EXCERPT:
I think that my time at the hospital really helped me understand a lot about what hospitals do to provide for our communities and how VDH partners with them. Not the least of those is our Community Health Assessments which are integral in our community when it comes to the overall health strategy of a community.
Also, while I was there (on the hospital side), I learned a lot working on the hospital side about quality initiatives. I learned a lot about patient safety initiatives, best practices, peer review, peer guidance. Part of that was asking how we make sure that our healthcare providers are performing at their best and learning how to guide them in their efforts.
In 2021, as I was leaving the Virginia Department of Health, we had rolled out the vaccines. We were working on outreach in areas that had not had the opportunity to receive the COVID-19 vaccines and we were making good progress. When I arrived at the hospital, Delta began to surge. We saw the highest numbers of cases that they had to that date at the hospital, followed by Omicron in the winter.
It’s important that we are refocusing now. I think as a Commonwealth it’s important to make sure people are getting back to taking care of themselves with routine primary care visits and preventive visits such as screenings for cancer and other diseases to make sure we’re taking good care of our health.
Continuing on that theme, how can Virginians continue to stay healthy now that we’re going to be living with COVID-19?
Well, COVID-19 is now a part of our community. It is worse than the flu. When we look at the outcomes, as far as the percentage of hospitalizations and deaths that have occurred from COVID-19 in comparison to the flu, it is an illness of significance for our communities. At the same time, so much of our population has been vaccinated. We do have a lot of immunity that, for most people, it’s not an extreme health concern. Certainly, for people who have certain medical conditions and those who are immunocompromised, that it is a significant factor.
We all need to be aware, but most of us are now getting back to normal. I don’t know that it’s the same normal. But it’s important for people to get back to getting those mammograms, colonoscopies, and other screenings that healthcare providers recommend for their general health. One thing Virginians can focus on regarding their health is getting out and about. By that, I mean physical exercise, getting out and walking or doing the things you love. Get those breaths of fresh air and taking care of yourself that way.

Dataset records:

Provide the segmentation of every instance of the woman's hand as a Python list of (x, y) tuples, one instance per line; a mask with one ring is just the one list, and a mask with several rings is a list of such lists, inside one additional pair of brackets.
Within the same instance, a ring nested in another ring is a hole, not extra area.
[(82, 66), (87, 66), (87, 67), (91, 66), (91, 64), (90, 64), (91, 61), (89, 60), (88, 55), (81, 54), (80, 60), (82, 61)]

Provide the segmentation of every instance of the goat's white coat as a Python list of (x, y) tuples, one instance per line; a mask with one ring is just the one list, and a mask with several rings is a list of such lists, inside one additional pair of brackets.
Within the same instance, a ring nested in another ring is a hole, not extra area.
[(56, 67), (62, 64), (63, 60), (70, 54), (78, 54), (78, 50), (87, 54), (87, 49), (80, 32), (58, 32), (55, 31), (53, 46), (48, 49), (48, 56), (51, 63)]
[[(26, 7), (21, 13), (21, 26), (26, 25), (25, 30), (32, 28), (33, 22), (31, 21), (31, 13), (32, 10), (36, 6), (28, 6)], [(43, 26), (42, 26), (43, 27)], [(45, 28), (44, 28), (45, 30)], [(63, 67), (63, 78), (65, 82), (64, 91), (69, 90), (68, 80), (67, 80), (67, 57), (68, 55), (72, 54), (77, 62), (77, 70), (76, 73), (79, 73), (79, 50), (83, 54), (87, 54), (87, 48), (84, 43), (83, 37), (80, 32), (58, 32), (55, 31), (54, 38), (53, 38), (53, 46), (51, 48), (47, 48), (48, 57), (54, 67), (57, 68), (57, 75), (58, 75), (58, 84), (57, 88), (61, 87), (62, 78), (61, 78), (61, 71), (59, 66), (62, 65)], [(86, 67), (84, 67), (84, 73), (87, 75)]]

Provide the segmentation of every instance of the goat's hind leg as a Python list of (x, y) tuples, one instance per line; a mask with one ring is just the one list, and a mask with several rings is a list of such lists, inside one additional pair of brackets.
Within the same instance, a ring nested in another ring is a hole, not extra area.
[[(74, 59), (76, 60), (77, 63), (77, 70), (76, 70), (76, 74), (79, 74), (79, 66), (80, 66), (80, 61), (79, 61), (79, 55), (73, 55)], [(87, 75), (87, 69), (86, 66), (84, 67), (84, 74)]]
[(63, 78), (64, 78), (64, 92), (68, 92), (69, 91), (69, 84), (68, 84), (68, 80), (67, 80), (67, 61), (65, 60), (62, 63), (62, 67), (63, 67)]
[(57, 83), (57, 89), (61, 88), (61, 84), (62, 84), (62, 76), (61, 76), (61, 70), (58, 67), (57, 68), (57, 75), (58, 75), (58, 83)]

TO DO:
Can you rewrite the interview starting at the words "I think that" and stopping after "of a community.", with "Community Health Assessments" changed to "Community Health Needs Assessments"?

RESPONSE TO THE EXERCISE:
I think that my time at the hospital really helped me understand a lot about what hospitals do to provide for our communities and how VDH partners with them. Not the least of those is our Community Health Needs Assessments which are integral in our community when it comes to the overall health strategy of a community.